- _Exercise details_: All of the records must be given again exactly.

(Collected data)

————————

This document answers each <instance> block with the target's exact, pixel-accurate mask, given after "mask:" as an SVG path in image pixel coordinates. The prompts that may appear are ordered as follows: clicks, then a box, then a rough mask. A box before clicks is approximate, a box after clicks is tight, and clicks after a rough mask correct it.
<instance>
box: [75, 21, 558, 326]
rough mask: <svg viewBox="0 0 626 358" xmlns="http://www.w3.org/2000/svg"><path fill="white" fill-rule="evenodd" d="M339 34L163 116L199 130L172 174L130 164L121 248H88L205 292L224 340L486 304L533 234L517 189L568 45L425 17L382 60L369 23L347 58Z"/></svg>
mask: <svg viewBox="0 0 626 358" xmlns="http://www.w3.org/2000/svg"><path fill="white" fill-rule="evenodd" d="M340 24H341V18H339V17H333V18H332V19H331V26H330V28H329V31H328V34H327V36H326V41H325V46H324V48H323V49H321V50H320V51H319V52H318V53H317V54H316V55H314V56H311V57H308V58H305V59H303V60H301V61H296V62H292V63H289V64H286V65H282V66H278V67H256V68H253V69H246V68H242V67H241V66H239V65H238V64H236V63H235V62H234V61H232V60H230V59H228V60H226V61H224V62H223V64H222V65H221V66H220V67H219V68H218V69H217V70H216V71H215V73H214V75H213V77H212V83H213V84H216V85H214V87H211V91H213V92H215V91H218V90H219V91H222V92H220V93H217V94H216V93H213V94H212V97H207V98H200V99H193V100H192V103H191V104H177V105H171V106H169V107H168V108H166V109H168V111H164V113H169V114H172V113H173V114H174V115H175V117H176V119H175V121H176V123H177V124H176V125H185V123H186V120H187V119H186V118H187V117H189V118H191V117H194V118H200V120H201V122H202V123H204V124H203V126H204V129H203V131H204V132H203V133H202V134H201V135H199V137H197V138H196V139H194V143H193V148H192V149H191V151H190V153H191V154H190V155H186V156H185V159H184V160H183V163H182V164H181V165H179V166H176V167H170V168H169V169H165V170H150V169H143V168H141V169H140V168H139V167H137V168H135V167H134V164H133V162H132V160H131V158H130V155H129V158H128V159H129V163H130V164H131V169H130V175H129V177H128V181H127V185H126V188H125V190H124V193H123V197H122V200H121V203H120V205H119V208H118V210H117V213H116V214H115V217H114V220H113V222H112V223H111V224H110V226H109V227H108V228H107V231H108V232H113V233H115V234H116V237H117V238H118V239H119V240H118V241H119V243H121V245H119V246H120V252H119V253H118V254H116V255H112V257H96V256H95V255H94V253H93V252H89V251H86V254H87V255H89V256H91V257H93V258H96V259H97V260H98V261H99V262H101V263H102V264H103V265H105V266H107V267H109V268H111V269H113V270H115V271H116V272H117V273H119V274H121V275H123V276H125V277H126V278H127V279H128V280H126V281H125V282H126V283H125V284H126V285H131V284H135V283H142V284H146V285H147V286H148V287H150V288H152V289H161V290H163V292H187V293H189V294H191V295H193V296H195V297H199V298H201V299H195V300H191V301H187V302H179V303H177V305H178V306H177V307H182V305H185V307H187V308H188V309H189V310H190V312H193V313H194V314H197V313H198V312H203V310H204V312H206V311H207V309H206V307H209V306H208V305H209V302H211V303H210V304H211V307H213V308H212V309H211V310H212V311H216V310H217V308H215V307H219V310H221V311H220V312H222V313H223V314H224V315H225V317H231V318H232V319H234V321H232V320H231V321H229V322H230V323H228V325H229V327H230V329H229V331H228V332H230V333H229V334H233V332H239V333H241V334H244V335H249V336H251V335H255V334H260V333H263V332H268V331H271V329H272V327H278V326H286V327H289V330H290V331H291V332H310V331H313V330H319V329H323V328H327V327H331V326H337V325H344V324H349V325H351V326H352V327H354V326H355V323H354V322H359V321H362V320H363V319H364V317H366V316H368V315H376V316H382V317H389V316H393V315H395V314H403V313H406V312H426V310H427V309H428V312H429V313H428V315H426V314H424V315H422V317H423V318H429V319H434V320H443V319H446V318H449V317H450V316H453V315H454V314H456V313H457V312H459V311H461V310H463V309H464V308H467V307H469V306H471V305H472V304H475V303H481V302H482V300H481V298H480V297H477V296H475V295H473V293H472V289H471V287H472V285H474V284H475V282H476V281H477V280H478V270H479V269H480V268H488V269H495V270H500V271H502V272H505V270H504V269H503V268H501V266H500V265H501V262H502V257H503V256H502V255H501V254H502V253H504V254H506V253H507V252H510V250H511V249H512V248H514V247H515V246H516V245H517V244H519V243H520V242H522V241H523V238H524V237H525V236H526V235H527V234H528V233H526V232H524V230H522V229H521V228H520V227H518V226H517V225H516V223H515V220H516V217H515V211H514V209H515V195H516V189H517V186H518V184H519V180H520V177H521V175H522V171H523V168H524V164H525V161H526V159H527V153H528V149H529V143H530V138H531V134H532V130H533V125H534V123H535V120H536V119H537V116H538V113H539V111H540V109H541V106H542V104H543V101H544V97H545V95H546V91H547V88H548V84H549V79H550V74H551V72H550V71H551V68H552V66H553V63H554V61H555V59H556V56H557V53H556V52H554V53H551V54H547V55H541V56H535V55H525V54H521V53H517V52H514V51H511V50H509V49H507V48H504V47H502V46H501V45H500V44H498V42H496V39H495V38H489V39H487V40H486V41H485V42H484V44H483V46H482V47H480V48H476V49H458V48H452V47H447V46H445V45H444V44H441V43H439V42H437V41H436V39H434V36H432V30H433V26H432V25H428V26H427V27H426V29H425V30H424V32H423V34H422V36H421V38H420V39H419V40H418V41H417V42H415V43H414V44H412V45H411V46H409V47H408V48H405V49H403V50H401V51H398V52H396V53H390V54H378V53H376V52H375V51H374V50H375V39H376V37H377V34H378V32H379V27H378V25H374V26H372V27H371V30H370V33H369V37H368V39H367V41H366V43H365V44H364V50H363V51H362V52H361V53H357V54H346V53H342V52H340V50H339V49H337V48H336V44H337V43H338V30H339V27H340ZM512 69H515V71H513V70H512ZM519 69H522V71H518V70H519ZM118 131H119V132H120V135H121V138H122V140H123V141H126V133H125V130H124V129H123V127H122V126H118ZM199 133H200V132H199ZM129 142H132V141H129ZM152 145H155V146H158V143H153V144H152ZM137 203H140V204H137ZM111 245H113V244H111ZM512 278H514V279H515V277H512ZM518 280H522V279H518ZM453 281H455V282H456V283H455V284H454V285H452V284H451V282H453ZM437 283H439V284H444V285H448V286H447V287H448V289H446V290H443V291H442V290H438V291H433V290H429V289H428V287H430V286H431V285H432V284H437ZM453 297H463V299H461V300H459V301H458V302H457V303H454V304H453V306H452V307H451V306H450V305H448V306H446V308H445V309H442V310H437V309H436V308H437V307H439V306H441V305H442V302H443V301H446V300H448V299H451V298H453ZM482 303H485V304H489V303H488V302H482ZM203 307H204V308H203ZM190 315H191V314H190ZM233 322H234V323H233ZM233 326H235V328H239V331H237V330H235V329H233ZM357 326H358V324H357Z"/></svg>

————————

- _Your solution_:
This document answers each <instance> block with the target's exact, pixel-accurate mask, given after "mask:" as an SVG path in image pixel coordinates. The prompts that may appear are ordered as follows: clicks, then a box, then a rough mask. A box before clicks is approximate, a box after clicks is tight, and clicks after a rough mask correct it.
<instance>
box: [75, 21, 558, 326]
rough mask: <svg viewBox="0 0 626 358" xmlns="http://www.w3.org/2000/svg"><path fill="white" fill-rule="evenodd" d="M339 34L163 116L199 130L172 174L130 164L121 248H88L205 292L224 340L486 304L533 234L517 189L568 45L425 17L382 60L369 23L347 58Z"/></svg>
mask: <svg viewBox="0 0 626 358" xmlns="http://www.w3.org/2000/svg"><path fill="white" fill-rule="evenodd" d="M340 24H341V18H339V17H333V18H332V19H331V26H330V28H329V31H328V34H327V36H326V41H325V46H324V48H323V49H321V50H320V51H319V52H318V53H317V54H316V55H314V56H311V57H308V58H305V59H303V60H301V61H296V62H292V63H289V64H286V65H282V66H278V67H256V68H253V69H246V68H242V67H241V66H239V65H238V64H236V63H235V62H234V61H232V60H230V59H228V60H226V61H224V62H223V64H222V65H221V66H220V67H219V68H218V69H217V70H216V71H215V73H214V75H213V77H212V83H213V84H216V85H214V87H211V91H213V92H215V91H218V90H219V91H222V92H220V93H217V94H216V93H213V94H212V97H207V98H200V99H193V100H192V103H191V104H177V105H171V106H169V107H168V108H166V109H168V111H164V113H169V114H172V113H173V114H174V115H175V117H176V119H175V121H176V123H177V124H176V125H185V123H186V120H187V119H186V118H187V117H189V118H191V117H194V118H200V120H201V122H202V123H204V124H203V126H204V129H203V131H204V132H203V133H202V134H201V135H199V137H197V138H196V139H194V143H193V148H192V149H191V151H190V153H191V154H190V155H186V156H185V159H184V160H183V163H182V164H181V165H179V166H176V167H170V168H169V169H165V170H150V169H143V168H141V169H140V168H139V167H137V168H135V167H134V164H133V162H132V160H131V158H130V155H129V158H128V159H129V163H130V164H131V169H130V175H129V177H128V181H127V185H126V188H125V190H124V193H123V197H122V200H121V203H120V205H119V208H118V210H117V213H116V214H115V217H114V220H113V222H112V223H111V224H110V226H109V227H108V228H107V231H108V232H113V233H115V234H116V237H117V238H118V239H119V240H118V241H119V243H121V245H119V246H120V252H119V253H118V254H116V255H112V257H96V256H95V255H94V253H93V252H89V251H86V254H87V255H89V256H91V257H93V258H96V259H97V260H98V261H99V262H101V263H102V264H103V265H105V266H107V267H109V268H111V269H113V270H115V271H116V272H117V273H119V274H121V275H123V276H125V277H126V278H127V279H128V280H126V281H125V282H126V283H125V284H126V285H131V284H135V283H142V284H146V285H147V286H148V287H150V288H152V289H161V290H163V292H187V293H189V294H191V295H193V296H195V297H199V298H201V299H195V300H191V301H187V302H179V303H177V305H178V306H177V307H182V305H185V307H187V308H188V309H189V310H190V312H193V313H194V314H197V313H198V312H203V310H204V312H206V311H207V309H206V307H209V306H208V305H209V302H211V303H210V304H211V307H213V308H212V309H211V310H212V311H216V310H217V308H215V307H219V310H221V311H220V312H222V313H223V314H224V315H225V317H231V318H232V319H234V321H232V320H231V321H229V322H230V323H228V325H229V327H230V329H229V331H228V332H230V333H229V334H233V332H239V333H241V334H244V335H249V336H251V335H255V334H260V333H263V332H268V331H271V329H272V327H278V326H286V327H289V330H290V331H291V332H310V331H313V330H319V329H323V328H327V327H331V326H337V325H344V324H349V325H351V326H352V327H354V326H355V323H354V322H359V321H362V320H363V319H364V317H366V316H368V315H376V316H382V317H389V316H393V315H395V314H403V313H406V312H426V310H427V309H428V312H429V313H428V315H426V314H424V315H422V317H423V318H429V319H434V320H443V319H446V318H449V317H450V316H453V315H454V314H456V313H457V312H459V311H461V310H463V309H464V308H467V307H469V306H471V305H472V304H475V303H481V302H482V300H481V298H480V297H477V296H475V295H473V293H472V289H471V287H472V285H474V284H475V282H476V281H477V280H478V270H479V269H480V268H488V269H495V270H500V271H502V272H505V270H504V269H503V268H501V266H500V265H501V262H502V257H503V256H502V255H501V254H502V253H504V254H506V253H507V252H510V250H511V249H512V248H514V247H515V246H516V245H517V244H519V243H520V242H522V241H523V238H524V237H525V236H526V235H527V234H528V233H526V232H524V230H522V229H521V228H520V227H518V226H517V225H516V223H515V220H516V217H515V211H514V209H515V195H516V189H517V186H518V184H519V180H520V177H521V175H522V171H523V168H524V164H525V161H526V159H527V153H528V149H529V143H530V138H531V134H532V130H533V125H534V123H535V120H536V119H537V116H538V113H539V111H540V109H541V106H542V104H543V101H544V97H545V95H546V91H547V88H548V84H549V79H550V74H551V72H550V71H551V68H552V66H553V63H554V61H555V59H556V56H557V53H556V52H554V53H551V54H547V55H541V56H535V55H525V54H521V53H517V52H514V51H511V50H509V49H507V48H504V47H502V46H501V45H500V44H498V42H496V39H495V38H489V39H487V40H486V41H485V42H484V44H483V46H482V47H480V48H476V49H458V48H452V47H447V46H445V45H444V44H441V43H439V42H437V41H436V39H434V36H432V30H433V26H432V25H428V26H427V27H426V29H425V30H424V32H423V34H422V36H421V38H420V39H419V40H418V41H417V42H415V43H414V44H412V45H411V46H409V47H408V48H405V49H403V50H401V51H398V52H396V53H390V54H378V53H376V52H375V51H374V50H375V39H376V37H377V34H378V32H379V27H378V25H374V26H372V27H371V30H370V33H369V37H368V39H367V41H366V43H365V44H364V50H363V51H362V52H361V53H357V54H346V53H342V52H340V50H339V49H337V48H336V44H337V43H338V30H339V27H340ZM512 69H515V71H513V70H512ZM519 69H522V71H518V70H519ZM118 131H119V132H120V135H121V138H122V140H123V141H126V133H125V130H124V129H123V127H122V126H118ZM199 133H200V132H199ZM129 142H132V141H129ZM152 145H155V146H158V143H153V144H152ZM137 203H140V204H137ZM111 245H113V244H111ZM512 278H514V279H515V277H512ZM518 280H522V279H518ZM453 281H455V282H456V283H455V284H454V285H452V284H451V282H453ZM437 283H439V284H444V285H448V286H447V287H448V289H446V290H443V291H442V290H438V291H433V290H429V289H428V287H430V286H431V285H432V284H437ZM453 297H463V299H461V300H459V301H458V302H457V303H454V304H453V306H452V307H451V306H450V305H448V306H446V308H445V309H442V310H437V309H436V308H437V307H439V306H441V305H442V302H443V301H446V300H448V299H451V298H453ZM482 303H485V304H489V303H488V302H482ZM203 307H204V308H203ZM190 315H191V314H190ZM233 322H234V323H233ZM233 326H235V328H239V331H237V330H235V329H233ZM357 326H358V324H357Z"/></svg>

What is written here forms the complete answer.